## Begin Dataset entries

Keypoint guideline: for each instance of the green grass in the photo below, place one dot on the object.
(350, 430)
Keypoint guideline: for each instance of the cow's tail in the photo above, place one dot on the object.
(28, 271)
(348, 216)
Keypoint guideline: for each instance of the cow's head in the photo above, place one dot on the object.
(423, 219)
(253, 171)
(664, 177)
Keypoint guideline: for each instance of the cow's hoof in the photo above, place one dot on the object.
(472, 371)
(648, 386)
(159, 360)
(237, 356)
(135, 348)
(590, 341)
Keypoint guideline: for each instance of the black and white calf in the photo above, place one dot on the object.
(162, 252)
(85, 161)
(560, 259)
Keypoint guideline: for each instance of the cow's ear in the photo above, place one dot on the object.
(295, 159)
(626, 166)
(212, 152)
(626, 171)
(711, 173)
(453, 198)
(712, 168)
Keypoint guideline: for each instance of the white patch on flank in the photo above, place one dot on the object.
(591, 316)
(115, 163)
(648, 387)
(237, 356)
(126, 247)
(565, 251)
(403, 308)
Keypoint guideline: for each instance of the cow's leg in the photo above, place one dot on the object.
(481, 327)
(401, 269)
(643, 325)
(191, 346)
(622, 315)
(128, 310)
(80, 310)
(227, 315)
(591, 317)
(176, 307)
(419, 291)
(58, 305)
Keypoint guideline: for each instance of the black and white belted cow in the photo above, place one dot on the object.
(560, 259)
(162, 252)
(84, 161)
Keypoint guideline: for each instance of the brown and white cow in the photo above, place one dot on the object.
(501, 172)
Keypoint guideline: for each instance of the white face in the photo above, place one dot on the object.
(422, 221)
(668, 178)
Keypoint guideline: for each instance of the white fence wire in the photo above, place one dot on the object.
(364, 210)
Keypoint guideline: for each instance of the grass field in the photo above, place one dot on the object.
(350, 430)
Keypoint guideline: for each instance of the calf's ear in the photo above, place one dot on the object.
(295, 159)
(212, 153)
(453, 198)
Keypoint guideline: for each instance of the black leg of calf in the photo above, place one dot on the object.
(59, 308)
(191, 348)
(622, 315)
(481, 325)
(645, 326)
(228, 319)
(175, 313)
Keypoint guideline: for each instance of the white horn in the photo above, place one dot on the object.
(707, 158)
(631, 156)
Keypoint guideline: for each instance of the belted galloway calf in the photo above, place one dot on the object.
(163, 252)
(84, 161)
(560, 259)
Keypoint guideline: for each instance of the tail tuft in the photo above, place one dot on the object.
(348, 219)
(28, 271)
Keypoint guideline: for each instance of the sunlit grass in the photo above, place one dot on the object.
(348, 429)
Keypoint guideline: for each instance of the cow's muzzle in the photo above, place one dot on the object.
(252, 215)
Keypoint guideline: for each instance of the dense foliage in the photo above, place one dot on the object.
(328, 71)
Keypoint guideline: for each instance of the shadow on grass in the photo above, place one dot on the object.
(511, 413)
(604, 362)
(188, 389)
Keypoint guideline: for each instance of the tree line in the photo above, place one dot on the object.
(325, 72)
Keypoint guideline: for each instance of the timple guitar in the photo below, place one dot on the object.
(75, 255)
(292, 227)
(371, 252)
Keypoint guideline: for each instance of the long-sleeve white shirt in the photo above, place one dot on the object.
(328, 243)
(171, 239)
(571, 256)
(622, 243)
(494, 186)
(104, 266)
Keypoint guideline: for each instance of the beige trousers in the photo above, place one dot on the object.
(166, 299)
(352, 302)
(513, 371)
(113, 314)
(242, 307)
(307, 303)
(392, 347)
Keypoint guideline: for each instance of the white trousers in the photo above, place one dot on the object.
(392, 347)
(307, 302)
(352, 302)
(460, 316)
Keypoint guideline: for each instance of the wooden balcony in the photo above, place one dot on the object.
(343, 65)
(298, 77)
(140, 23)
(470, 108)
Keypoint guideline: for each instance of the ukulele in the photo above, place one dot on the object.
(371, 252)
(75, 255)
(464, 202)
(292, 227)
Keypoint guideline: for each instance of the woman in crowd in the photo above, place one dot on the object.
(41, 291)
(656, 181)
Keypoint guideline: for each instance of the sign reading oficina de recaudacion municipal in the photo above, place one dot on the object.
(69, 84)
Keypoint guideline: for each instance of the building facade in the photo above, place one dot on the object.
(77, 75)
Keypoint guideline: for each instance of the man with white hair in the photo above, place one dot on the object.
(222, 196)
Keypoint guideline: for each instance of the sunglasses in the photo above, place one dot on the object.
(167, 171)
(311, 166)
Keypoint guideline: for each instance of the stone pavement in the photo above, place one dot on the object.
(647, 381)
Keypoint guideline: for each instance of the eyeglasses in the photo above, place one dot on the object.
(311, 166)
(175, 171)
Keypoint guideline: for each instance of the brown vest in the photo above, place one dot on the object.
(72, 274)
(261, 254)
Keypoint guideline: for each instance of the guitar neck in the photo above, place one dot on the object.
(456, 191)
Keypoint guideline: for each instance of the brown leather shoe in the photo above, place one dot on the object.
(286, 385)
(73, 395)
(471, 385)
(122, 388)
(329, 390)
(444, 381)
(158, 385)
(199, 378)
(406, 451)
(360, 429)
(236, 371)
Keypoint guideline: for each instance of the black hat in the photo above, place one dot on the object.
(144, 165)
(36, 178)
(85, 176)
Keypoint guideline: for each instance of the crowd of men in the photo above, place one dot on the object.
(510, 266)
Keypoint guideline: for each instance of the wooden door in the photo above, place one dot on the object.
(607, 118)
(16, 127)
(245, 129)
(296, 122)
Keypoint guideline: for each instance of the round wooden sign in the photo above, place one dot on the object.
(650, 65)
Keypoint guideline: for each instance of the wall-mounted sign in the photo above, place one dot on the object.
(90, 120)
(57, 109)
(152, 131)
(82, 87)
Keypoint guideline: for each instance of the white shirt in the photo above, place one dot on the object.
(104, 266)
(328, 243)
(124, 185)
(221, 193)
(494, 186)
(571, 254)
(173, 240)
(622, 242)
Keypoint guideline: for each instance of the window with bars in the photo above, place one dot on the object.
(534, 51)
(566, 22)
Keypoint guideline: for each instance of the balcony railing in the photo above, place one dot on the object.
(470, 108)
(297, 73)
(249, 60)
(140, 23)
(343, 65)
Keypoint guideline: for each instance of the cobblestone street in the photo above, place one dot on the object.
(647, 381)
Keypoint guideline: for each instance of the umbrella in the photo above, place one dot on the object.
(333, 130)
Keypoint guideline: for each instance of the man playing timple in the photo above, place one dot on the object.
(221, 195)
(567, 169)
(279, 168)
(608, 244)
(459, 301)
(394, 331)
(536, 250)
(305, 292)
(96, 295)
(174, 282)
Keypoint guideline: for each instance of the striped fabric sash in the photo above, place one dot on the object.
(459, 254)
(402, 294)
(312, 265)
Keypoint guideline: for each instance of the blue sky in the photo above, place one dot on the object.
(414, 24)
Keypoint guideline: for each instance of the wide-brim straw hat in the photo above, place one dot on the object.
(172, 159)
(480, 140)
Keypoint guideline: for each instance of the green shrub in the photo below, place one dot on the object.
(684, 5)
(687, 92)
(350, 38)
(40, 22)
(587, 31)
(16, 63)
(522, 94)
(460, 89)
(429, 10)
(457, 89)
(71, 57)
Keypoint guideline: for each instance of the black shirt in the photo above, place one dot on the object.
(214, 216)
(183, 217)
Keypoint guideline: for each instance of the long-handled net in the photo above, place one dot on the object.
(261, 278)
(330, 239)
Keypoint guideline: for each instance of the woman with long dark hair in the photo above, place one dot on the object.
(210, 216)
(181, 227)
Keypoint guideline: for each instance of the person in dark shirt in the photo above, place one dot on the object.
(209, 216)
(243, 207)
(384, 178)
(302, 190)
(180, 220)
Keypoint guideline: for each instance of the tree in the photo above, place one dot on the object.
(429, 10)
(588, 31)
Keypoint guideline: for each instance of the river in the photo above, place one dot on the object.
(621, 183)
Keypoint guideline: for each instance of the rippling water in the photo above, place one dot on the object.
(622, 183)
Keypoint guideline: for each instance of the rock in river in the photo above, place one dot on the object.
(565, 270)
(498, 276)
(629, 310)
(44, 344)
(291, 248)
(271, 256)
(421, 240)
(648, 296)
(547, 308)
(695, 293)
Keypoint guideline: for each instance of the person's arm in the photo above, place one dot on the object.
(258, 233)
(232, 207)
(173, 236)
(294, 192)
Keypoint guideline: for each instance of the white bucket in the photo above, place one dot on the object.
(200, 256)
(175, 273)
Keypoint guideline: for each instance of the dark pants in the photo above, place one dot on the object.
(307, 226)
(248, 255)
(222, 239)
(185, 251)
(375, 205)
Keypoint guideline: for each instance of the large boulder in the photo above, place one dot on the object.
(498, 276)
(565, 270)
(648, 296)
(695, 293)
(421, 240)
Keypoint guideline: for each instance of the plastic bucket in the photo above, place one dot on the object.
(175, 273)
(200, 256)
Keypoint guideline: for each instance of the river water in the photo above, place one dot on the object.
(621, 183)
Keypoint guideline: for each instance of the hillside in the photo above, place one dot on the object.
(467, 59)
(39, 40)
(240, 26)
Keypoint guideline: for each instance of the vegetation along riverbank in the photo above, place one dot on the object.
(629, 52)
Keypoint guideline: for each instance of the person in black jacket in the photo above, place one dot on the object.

## End Dataset entries

Task directions —
Copy everything from the line containing "Keypoint guideline: for each instance of the hillside" down to the end of the listing, swapping "place one dot" for "put a single dot" and leaving all else unchanged.

Exercise result —
Keypoint guideline: for each instance of the hillside in the photo above, put a single dot on the object.
(467, 59)
(39, 40)
(240, 26)
Keypoint guideline: for each instance of the vegetation along riverbank in the photo above, put a single dot on the object.
(629, 52)
Keypoint guideline: for each instance of the person in black jacket in the photo above, put a single dot on the object.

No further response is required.